** START OF Available data **
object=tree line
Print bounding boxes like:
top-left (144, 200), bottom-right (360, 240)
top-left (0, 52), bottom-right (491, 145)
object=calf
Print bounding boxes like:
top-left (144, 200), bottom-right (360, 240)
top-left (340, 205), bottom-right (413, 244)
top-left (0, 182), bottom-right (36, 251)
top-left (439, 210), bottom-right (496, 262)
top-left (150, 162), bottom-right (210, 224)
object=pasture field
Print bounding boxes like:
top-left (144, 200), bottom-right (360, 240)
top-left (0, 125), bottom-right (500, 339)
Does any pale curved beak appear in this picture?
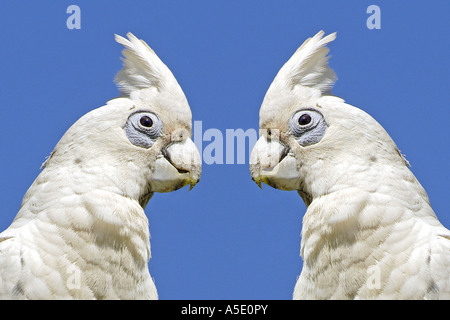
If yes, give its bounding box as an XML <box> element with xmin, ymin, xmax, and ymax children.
<box><xmin>150</xmin><ymin>138</ymin><xmax>202</xmax><ymax>192</ymax></box>
<box><xmin>250</xmin><ymin>136</ymin><xmax>300</xmax><ymax>190</ymax></box>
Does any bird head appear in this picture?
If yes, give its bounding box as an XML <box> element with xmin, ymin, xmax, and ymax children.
<box><xmin>44</xmin><ymin>33</ymin><xmax>201</xmax><ymax>206</ymax></box>
<box><xmin>250</xmin><ymin>31</ymin><xmax>406</xmax><ymax>205</ymax></box>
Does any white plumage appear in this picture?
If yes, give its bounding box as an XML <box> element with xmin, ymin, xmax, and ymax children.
<box><xmin>0</xmin><ymin>33</ymin><xmax>201</xmax><ymax>299</ymax></box>
<box><xmin>250</xmin><ymin>31</ymin><xmax>450</xmax><ymax>299</ymax></box>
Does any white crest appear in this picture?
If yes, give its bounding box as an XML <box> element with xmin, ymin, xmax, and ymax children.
<box><xmin>276</xmin><ymin>31</ymin><xmax>337</xmax><ymax>94</ymax></box>
<box><xmin>114</xmin><ymin>32</ymin><xmax>176</xmax><ymax>96</ymax></box>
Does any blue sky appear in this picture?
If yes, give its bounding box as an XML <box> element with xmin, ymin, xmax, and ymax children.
<box><xmin>0</xmin><ymin>0</ymin><xmax>450</xmax><ymax>299</ymax></box>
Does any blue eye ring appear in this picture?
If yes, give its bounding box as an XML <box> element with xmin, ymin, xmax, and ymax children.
<box><xmin>124</xmin><ymin>110</ymin><xmax>163</xmax><ymax>149</ymax></box>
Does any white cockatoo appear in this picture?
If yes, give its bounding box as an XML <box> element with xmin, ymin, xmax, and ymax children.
<box><xmin>0</xmin><ymin>33</ymin><xmax>201</xmax><ymax>299</ymax></box>
<box><xmin>250</xmin><ymin>31</ymin><xmax>450</xmax><ymax>299</ymax></box>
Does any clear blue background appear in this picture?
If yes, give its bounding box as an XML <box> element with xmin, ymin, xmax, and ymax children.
<box><xmin>0</xmin><ymin>0</ymin><xmax>450</xmax><ymax>299</ymax></box>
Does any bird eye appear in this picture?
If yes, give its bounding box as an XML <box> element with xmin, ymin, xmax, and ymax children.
<box><xmin>298</xmin><ymin>113</ymin><xmax>312</xmax><ymax>126</ymax></box>
<box><xmin>139</xmin><ymin>116</ymin><xmax>153</xmax><ymax>128</ymax></box>
<box><xmin>289</xmin><ymin>109</ymin><xmax>328</xmax><ymax>147</ymax></box>
<box><xmin>124</xmin><ymin>111</ymin><xmax>162</xmax><ymax>149</ymax></box>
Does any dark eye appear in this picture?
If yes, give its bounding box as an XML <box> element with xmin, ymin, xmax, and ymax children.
<box><xmin>298</xmin><ymin>113</ymin><xmax>312</xmax><ymax>126</ymax></box>
<box><xmin>139</xmin><ymin>116</ymin><xmax>153</xmax><ymax>128</ymax></box>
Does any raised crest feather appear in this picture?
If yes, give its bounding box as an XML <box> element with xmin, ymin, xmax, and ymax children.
<box><xmin>114</xmin><ymin>32</ymin><xmax>170</xmax><ymax>96</ymax></box>
<box><xmin>279</xmin><ymin>31</ymin><xmax>337</xmax><ymax>94</ymax></box>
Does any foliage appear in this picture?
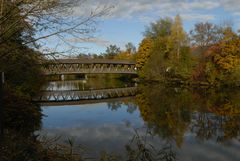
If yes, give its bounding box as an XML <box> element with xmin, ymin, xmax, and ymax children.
<box><xmin>136</xmin><ymin>38</ymin><xmax>153</xmax><ymax>70</ymax></box>
<box><xmin>143</xmin><ymin>15</ymin><xmax>192</xmax><ymax>81</ymax></box>
<box><xmin>105</xmin><ymin>45</ymin><xmax>121</xmax><ymax>59</ymax></box>
<box><xmin>193</xmin><ymin>30</ymin><xmax>240</xmax><ymax>86</ymax></box>
<box><xmin>190</xmin><ymin>22</ymin><xmax>221</xmax><ymax>48</ymax></box>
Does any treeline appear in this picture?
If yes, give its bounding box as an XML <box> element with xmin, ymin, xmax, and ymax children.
<box><xmin>77</xmin><ymin>42</ymin><xmax>136</xmax><ymax>60</ymax></box>
<box><xmin>135</xmin><ymin>15</ymin><xmax>240</xmax><ymax>86</ymax></box>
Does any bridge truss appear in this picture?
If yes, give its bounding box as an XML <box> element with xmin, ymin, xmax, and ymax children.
<box><xmin>42</xmin><ymin>59</ymin><xmax>137</xmax><ymax>75</ymax></box>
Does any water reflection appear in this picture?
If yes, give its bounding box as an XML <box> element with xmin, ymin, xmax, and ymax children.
<box><xmin>41</xmin><ymin>80</ymin><xmax>240</xmax><ymax>161</ymax></box>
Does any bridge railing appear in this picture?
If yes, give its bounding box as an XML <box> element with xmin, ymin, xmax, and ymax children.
<box><xmin>42</xmin><ymin>59</ymin><xmax>137</xmax><ymax>75</ymax></box>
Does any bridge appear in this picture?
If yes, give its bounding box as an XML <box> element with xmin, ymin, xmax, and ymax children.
<box><xmin>41</xmin><ymin>59</ymin><xmax>137</xmax><ymax>75</ymax></box>
<box><xmin>35</xmin><ymin>87</ymin><xmax>137</xmax><ymax>105</ymax></box>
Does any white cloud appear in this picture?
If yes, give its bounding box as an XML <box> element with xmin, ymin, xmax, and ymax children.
<box><xmin>72</xmin><ymin>0</ymin><xmax>220</xmax><ymax>21</ymax></box>
<box><xmin>68</xmin><ymin>37</ymin><xmax>110</xmax><ymax>47</ymax></box>
<box><xmin>181</xmin><ymin>14</ymin><xmax>215</xmax><ymax>21</ymax></box>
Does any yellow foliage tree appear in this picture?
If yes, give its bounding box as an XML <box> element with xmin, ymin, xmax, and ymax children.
<box><xmin>136</xmin><ymin>37</ymin><xmax>153</xmax><ymax>70</ymax></box>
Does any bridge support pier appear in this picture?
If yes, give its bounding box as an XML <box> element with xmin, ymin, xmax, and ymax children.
<box><xmin>61</xmin><ymin>74</ymin><xmax>64</xmax><ymax>81</ymax></box>
<box><xmin>0</xmin><ymin>72</ymin><xmax>4</xmax><ymax>136</ymax></box>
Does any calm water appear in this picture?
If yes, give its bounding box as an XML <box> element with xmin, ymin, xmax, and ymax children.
<box><xmin>41</xmin><ymin>77</ymin><xmax>240</xmax><ymax>161</ymax></box>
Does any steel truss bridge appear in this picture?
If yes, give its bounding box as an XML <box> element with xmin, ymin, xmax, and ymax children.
<box><xmin>35</xmin><ymin>87</ymin><xmax>137</xmax><ymax>105</ymax></box>
<box><xmin>41</xmin><ymin>59</ymin><xmax>137</xmax><ymax>75</ymax></box>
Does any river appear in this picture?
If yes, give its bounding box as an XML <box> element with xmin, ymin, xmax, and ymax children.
<box><xmin>40</xmin><ymin>78</ymin><xmax>240</xmax><ymax>161</ymax></box>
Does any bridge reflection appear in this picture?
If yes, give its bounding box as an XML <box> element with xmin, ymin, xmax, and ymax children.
<box><xmin>36</xmin><ymin>87</ymin><xmax>137</xmax><ymax>105</ymax></box>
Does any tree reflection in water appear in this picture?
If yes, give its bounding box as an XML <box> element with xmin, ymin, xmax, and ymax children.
<box><xmin>136</xmin><ymin>85</ymin><xmax>240</xmax><ymax>147</ymax></box>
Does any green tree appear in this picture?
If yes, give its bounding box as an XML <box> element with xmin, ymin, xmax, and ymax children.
<box><xmin>190</xmin><ymin>22</ymin><xmax>220</xmax><ymax>48</ymax></box>
<box><xmin>144</xmin><ymin>17</ymin><xmax>172</xmax><ymax>39</ymax></box>
<box><xmin>105</xmin><ymin>45</ymin><xmax>121</xmax><ymax>59</ymax></box>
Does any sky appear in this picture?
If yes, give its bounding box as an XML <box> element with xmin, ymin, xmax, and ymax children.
<box><xmin>42</xmin><ymin>0</ymin><xmax>240</xmax><ymax>54</ymax></box>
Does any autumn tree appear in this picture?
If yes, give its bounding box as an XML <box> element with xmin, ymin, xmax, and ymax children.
<box><xmin>144</xmin><ymin>15</ymin><xmax>191</xmax><ymax>81</ymax></box>
<box><xmin>167</xmin><ymin>15</ymin><xmax>187</xmax><ymax>60</ymax></box>
<box><xmin>136</xmin><ymin>37</ymin><xmax>153</xmax><ymax>70</ymax></box>
<box><xmin>194</xmin><ymin>29</ymin><xmax>240</xmax><ymax>85</ymax></box>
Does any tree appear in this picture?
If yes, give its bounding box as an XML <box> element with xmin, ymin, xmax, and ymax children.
<box><xmin>105</xmin><ymin>45</ymin><xmax>121</xmax><ymax>59</ymax></box>
<box><xmin>144</xmin><ymin>17</ymin><xmax>172</xmax><ymax>38</ymax></box>
<box><xmin>190</xmin><ymin>22</ymin><xmax>220</xmax><ymax>48</ymax></box>
<box><xmin>125</xmin><ymin>42</ymin><xmax>136</xmax><ymax>54</ymax></box>
<box><xmin>136</xmin><ymin>38</ymin><xmax>153</xmax><ymax>70</ymax></box>
<box><xmin>0</xmin><ymin>0</ymin><xmax>109</xmax><ymax>58</ymax></box>
<box><xmin>168</xmin><ymin>15</ymin><xmax>187</xmax><ymax>60</ymax></box>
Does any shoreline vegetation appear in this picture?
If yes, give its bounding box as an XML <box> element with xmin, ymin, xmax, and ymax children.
<box><xmin>0</xmin><ymin>0</ymin><xmax>240</xmax><ymax>161</ymax></box>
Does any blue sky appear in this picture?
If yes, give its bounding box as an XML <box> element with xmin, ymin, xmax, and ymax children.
<box><xmin>39</xmin><ymin>0</ymin><xmax>240</xmax><ymax>53</ymax></box>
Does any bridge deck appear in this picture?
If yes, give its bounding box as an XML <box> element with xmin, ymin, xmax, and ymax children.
<box><xmin>41</xmin><ymin>59</ymin><xmax>137</xmax><ymax>75</ymax></box>
<box><xmin>42</xmin><ymin>59</ymin><xmax>136</xmax><ymax>65</ymax></box>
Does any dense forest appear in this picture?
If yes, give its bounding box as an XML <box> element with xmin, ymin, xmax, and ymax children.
<box><xmin>136</xmin><ymin>15</ymin><xmax>240</xmax><ymax>86</ymax></box>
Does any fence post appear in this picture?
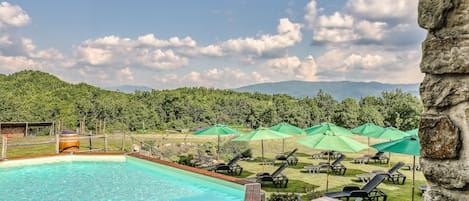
** END OF Available data **
Aim
Output the records as a Markdown table with the columns No. and Line, one numbered row per line, beginning at the line that contains "Does any dense forest appear in this picture?" and ending with the last line of the records. Leave out the pictures and any blank lines.

Expected answer
| No. | Line |
|---|---|
| 1 | Does any dense forest appear in this picture? |
| 2 | If yes, give its bounding box as an XML <box> element with xmin, ymin, xmax, and ymax children. |
| 3 | <box><xmin>136</xmin><ymin>15</ymin><xmax>240</xmax><ymax>86</ymax></box> |
| 4 | Does any fence post appear in this picture? |